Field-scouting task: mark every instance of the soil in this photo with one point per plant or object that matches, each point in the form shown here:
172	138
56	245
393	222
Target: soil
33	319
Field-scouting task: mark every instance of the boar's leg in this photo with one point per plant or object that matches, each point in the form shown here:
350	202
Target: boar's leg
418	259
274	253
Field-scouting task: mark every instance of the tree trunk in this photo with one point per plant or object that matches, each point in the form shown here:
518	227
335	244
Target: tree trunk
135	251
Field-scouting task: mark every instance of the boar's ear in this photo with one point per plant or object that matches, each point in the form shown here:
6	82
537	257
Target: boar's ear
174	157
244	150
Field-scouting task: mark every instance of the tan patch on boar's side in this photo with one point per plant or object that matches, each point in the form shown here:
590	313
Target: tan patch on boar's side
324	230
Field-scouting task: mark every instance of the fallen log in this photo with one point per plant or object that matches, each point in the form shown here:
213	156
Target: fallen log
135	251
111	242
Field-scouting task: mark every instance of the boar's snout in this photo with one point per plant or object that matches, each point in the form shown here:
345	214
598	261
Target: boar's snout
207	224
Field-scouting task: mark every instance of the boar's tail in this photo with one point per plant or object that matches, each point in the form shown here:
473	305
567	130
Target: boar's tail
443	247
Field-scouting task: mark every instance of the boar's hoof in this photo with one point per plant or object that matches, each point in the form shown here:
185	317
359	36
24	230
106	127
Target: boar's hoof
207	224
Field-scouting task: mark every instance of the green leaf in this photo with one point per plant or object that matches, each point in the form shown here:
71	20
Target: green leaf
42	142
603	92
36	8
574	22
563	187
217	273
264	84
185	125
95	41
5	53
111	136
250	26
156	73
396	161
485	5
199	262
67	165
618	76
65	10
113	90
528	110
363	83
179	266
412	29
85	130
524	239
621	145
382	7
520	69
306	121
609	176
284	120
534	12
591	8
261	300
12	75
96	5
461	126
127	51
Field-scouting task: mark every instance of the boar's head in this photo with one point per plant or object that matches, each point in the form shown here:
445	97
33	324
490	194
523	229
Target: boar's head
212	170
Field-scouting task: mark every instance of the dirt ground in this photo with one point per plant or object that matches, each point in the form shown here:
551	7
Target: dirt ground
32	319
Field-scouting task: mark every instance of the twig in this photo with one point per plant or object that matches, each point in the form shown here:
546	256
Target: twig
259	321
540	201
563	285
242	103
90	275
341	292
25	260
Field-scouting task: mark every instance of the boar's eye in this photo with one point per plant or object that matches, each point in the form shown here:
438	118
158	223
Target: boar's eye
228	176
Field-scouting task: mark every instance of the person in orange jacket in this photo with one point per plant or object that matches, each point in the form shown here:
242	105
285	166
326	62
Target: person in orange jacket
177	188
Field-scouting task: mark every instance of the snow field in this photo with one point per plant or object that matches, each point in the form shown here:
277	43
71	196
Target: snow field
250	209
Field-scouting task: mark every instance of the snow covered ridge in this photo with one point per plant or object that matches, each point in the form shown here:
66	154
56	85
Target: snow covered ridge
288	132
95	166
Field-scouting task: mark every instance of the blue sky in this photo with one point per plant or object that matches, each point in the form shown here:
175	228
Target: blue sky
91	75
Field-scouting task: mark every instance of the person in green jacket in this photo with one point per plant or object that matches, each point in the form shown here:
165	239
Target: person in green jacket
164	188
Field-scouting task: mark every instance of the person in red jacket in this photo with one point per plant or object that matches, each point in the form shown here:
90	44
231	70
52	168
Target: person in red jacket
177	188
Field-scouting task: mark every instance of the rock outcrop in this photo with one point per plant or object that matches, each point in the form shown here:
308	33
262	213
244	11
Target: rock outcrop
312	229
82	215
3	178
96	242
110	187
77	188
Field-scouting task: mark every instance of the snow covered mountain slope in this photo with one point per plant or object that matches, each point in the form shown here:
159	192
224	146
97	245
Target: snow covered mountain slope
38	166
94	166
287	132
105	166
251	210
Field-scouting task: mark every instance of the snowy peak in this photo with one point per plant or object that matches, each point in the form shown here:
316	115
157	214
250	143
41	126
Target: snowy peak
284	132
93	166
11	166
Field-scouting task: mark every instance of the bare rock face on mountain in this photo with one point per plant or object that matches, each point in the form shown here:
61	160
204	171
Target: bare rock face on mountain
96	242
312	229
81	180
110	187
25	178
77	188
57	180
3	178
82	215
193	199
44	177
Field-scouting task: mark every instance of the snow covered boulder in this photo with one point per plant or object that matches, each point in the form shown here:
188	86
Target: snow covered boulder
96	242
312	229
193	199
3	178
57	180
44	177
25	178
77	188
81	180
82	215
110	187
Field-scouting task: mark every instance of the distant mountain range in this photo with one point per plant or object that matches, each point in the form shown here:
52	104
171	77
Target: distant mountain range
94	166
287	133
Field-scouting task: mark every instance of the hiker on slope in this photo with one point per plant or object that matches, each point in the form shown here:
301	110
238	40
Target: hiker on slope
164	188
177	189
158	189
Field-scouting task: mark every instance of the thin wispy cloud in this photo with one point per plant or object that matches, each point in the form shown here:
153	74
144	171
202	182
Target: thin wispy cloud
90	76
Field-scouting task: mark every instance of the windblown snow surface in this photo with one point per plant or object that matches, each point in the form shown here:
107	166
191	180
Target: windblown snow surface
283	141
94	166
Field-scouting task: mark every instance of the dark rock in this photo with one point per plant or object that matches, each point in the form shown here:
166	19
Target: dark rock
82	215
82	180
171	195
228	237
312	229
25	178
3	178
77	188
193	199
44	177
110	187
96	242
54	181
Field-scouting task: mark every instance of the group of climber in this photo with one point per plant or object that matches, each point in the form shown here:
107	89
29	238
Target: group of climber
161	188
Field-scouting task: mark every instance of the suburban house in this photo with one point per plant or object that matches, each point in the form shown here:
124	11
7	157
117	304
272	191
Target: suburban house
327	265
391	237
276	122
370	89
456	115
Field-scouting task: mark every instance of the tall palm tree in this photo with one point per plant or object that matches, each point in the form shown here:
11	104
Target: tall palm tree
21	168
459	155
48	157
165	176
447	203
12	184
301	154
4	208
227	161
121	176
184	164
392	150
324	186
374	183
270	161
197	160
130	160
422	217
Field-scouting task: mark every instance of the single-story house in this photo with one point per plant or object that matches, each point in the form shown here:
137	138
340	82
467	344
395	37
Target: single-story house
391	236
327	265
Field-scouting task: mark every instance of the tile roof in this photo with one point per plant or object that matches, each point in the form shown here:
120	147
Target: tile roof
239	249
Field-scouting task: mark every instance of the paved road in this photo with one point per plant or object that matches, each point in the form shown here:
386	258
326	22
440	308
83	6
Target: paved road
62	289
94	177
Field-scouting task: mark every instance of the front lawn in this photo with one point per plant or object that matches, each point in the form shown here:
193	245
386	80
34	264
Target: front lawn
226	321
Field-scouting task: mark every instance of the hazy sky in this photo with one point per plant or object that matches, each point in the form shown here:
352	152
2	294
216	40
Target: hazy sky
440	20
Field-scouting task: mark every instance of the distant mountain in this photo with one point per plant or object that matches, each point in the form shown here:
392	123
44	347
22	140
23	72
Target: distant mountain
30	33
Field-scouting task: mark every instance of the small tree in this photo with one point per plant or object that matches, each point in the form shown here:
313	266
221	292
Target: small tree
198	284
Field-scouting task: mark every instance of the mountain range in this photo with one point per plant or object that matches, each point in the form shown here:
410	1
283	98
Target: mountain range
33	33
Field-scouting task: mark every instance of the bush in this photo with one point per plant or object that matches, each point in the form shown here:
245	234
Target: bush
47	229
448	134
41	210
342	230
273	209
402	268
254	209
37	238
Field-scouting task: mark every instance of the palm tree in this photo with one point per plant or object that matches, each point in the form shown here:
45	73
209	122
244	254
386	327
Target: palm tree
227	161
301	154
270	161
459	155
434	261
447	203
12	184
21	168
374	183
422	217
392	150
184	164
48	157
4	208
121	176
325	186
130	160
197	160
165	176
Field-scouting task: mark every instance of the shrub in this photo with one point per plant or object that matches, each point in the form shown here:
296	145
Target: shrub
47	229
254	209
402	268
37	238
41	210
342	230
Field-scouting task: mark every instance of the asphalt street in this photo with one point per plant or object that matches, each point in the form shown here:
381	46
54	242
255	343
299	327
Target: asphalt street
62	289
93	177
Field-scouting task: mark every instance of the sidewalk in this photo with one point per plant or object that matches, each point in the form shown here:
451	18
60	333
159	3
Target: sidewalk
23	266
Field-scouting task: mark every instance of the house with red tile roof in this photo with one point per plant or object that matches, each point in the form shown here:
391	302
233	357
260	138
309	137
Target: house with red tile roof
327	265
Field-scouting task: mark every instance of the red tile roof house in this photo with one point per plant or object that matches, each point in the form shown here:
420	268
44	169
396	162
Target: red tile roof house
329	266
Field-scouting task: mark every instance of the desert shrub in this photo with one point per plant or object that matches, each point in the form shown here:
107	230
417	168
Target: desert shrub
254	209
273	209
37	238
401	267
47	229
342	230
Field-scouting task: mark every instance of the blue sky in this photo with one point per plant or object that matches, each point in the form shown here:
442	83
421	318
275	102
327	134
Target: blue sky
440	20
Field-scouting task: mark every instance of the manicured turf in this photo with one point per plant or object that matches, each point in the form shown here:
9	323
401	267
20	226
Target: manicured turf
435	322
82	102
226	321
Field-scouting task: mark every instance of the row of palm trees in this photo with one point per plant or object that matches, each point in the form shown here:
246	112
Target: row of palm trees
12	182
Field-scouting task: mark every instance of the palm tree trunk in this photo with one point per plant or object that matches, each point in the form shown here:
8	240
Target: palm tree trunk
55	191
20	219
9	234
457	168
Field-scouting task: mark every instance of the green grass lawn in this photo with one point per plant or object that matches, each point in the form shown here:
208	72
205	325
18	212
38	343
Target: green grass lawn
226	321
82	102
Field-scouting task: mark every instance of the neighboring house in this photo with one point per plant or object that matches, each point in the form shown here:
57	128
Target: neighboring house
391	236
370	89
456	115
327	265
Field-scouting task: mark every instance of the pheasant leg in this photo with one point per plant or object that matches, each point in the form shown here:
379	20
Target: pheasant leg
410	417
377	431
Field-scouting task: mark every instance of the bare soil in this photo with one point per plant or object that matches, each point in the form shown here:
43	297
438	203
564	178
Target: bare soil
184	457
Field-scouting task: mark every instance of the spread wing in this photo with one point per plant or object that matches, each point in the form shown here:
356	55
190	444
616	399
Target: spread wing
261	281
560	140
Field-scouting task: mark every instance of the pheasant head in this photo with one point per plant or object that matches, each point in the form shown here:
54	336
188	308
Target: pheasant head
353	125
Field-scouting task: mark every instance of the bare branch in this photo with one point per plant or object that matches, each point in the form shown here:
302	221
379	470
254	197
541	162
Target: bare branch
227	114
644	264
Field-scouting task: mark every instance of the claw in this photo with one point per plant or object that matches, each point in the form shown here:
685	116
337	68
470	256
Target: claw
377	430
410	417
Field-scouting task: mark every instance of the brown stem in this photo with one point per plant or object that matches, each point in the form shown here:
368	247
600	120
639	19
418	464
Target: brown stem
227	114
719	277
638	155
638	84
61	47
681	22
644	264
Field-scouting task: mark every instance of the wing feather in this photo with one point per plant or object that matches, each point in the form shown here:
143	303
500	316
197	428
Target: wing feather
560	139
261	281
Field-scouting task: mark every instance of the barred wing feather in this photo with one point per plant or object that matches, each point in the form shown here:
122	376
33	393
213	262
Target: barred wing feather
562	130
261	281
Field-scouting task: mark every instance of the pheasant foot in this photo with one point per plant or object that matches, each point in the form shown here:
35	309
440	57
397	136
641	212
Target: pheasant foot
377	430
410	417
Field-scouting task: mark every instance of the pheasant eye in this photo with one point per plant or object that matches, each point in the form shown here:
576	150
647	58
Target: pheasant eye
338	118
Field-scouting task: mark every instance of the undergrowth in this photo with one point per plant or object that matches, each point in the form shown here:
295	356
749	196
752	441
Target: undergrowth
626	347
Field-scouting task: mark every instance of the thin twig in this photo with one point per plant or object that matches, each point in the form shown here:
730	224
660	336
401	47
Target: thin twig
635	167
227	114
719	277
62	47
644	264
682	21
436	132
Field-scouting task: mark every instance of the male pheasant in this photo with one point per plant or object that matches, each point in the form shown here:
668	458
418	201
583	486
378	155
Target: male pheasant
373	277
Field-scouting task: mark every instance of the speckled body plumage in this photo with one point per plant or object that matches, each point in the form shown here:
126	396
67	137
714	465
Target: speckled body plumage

###

**Task to carry out:** Take every line from the one containing "Field-scouting task: mark every instance of the wing" to the end of the listing and output it exactly, with nothing else.

**Completed exercise:**
Field-scouting task: mark every instance of the wing feather in this photo with one point per plant or object that matches, each point in the form shown here:
143	303
500	316
197	428
Target: wing feather
560	139
261	281
Field-scouting task: mark every instance of the barred wing feather in this photo with one point per plant or object that matches, each point in the form shown here:
122	376
33	393
213	262
Target: barred wing feather
562	130
261	281
Field-scouting task: mark every instance of the pheasant foot in this photo with one point per plant or object that matches, each point in the form shown here:
35	309
440	57
397	136
641	212
Target: pheasant foot
377	430
410	417
Field-scouting task: mark every instance of the pheasant eye in this photo with one point per plant or object that matches, each point in the form shown here:
576	150
647	58
Target: pheasant eye
338	118
Field-scouting task: mark every instance of the undergrowth in this photo with one point per plant or object that matches, each point in the form shown here:
295	356
749	196
752	441
Target: undergrowth
626	347
Field-scouting task: mark every instance of the thin twig in this photo with one point per plant or object that matches, each point in the form shown here:
730	224
660	336
401	47
Target: thin twig
635	167
227	114
719	277
62	47
644	264
682	21
436	132
Field-scouting task: mark every instance of the male pheasant in this photo with one point per plant or object that matches, each point in the form shown here:
668	458
418	201
583	486
378	155
Target: male pheasant
373	277
Field-scouting task: mark every instance of the speckled body plumage in this photo with one point per plant or object that matches, each point in the form shown here:
126	396
67	137
714	465
Target: speckled body plumage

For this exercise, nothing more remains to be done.